**CONSIGNE**
Réécrivez sous forme de liste le paragraphe de l'extrait sur la spiritualité qui commence par « Nous observons, par exemple », en gardant ses faits principaux.

Au cours des cinquante dernières années, la spiritualité a connu une transformation significative. Les institutions religieuses traditionnelles ont perdu une grande partie de leur influence, ce qui a conduit de nombreuses personnes à rechercher la spiritualité en dehors des structures établies. Cela a donné naissance à diverses tendances et façons de percevoir et pratiquer la spiritualité.
Nous observons, par exemple, une sorte de spiritualité « à la carte », où les individus créent leur propre chemin spirituel, mélangeant souvent des éléments de différentes traditions sans s’engager dans une seule. Cette tendance est également liée à l’essor de ce qu’on a appelé le « supermarché spirituel », où diverses croyances et pratiques spirituelles sont vendues comme des produits de consommation. Enfin, nous avons été témoins d’une autre tendance intéressante, la psychologisation de la spiritualité, qui a transformé les enseignements religieux et spirituels en outils de développement personnel et d’épanouissement individuel.
La spiritualité au XXIe siècle
Repartons du début et interrogeons-nous sur la cause profonde à l’origine de cette transformation. Il y a deux phénomènes culturels que j’aimerais souligner ici : le postmodernisme et le mouvement New Age.
Le postmodernisme encourage le mélange de différents styles et d’influences culturelles, en célébrant la diversité. Il embrasse également l’idée que la vérité est subjective et dépendante d’un contexte. S’il n’y a pas de vérité universelle, cela pourrait inciter les gens à façonner leur propre identité spirituelle et accroitre le sentiment de leur importance personnelle. Le matérialisme spirituel prospère souvent dans ce paysage postmoderne où de multiples croyances spirituelles sont disponibles et où les individus peuvent choisir les aspects des pratiques spirituelles qui leur plaisent, construisant de cette manière leur propre système de croyances personnelles.

**EXTRAITS DES DONNÉES**
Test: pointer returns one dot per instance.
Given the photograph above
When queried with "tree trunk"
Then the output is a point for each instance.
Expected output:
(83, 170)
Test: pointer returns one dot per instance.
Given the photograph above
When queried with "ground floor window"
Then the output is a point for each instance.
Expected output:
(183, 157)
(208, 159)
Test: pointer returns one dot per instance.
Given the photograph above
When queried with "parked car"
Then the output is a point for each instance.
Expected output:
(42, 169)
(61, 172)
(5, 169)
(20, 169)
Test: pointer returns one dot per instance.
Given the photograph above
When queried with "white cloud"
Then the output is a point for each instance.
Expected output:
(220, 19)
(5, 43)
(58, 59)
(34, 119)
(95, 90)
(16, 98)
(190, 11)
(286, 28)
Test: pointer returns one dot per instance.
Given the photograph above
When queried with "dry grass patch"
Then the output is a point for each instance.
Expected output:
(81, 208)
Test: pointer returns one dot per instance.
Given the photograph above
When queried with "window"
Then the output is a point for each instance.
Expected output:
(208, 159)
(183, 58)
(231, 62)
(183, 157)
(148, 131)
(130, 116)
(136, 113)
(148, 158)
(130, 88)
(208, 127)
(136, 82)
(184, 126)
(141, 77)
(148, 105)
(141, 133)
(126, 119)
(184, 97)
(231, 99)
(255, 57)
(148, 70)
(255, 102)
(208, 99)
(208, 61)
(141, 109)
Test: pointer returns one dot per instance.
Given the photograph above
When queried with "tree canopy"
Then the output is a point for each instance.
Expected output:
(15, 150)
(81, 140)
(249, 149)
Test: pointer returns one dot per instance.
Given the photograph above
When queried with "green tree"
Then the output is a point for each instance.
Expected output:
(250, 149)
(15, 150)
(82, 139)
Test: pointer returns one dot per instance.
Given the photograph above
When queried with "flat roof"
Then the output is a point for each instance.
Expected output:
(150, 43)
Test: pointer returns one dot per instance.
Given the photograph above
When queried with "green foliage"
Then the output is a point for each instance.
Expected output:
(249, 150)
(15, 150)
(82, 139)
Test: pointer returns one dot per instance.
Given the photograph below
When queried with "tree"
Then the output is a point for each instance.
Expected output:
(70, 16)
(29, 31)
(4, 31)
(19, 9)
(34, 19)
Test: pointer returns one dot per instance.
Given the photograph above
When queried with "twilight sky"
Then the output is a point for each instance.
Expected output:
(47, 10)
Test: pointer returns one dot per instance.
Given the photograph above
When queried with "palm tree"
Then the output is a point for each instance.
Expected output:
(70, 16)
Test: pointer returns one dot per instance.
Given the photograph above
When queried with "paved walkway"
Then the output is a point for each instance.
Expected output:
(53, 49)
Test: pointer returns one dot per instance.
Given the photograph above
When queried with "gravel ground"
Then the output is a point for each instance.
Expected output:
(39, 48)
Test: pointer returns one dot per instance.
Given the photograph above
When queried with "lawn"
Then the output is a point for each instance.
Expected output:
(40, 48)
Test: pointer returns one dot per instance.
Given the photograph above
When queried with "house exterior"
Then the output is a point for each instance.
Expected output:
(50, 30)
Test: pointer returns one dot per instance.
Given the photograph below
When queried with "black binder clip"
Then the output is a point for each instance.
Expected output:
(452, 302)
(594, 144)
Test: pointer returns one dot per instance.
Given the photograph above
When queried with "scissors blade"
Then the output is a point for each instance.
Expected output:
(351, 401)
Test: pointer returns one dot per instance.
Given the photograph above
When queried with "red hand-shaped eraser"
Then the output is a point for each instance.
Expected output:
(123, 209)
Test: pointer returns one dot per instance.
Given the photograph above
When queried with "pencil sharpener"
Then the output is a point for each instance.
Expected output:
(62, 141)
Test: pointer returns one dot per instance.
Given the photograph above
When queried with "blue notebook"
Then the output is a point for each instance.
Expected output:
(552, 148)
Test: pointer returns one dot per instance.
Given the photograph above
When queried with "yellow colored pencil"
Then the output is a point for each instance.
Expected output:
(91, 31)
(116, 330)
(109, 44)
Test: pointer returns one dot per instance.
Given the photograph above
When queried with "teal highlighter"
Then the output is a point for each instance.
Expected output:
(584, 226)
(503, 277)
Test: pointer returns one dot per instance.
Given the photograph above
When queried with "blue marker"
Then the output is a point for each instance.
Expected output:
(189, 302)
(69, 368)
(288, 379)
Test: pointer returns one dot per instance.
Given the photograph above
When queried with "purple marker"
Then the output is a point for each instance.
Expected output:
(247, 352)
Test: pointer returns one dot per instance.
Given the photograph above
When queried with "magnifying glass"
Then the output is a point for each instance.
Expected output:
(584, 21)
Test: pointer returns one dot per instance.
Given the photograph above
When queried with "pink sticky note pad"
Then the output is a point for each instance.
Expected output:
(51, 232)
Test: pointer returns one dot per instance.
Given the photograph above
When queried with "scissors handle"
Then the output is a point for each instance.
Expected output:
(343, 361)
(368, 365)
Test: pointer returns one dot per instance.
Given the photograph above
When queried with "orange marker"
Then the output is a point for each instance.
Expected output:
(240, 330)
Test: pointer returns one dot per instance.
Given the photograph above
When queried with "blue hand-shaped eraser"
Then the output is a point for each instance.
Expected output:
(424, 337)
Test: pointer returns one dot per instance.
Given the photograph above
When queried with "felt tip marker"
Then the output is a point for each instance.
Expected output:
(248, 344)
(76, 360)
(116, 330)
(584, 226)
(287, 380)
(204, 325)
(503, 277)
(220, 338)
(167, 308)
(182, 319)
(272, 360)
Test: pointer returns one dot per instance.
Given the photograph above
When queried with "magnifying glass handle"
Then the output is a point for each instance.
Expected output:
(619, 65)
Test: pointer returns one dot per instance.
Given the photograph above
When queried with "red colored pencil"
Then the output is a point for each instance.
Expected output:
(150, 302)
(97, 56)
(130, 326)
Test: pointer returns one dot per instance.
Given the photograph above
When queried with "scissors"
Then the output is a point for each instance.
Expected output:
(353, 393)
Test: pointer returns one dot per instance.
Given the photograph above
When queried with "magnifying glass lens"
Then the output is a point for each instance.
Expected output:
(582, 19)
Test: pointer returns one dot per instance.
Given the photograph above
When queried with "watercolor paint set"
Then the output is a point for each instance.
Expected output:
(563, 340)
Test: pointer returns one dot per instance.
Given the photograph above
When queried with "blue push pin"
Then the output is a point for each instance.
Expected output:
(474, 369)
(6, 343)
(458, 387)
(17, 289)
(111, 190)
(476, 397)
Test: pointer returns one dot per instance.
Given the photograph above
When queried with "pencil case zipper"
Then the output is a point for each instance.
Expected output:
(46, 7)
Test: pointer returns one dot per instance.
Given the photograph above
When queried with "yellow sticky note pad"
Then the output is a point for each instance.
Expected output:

**RÉPONSE RÉDIGÉE**
- Spiritualité « à la carte » : chacun crée son propre chemin spirituel, souvent en mélangeant des aspects de plusieurs traditions sans s'engager dans une seule.
- « Supermarché spirituel » : cette tendance, liée à la précédente, consiste à vendre diverses croyances et pratiques spirituelles comme des produits de consommation.
- Psychologisation de la spiritualité : les enseignements religieux et spirituels deviennent des outils de développement personnel et d'épanouissement individuel.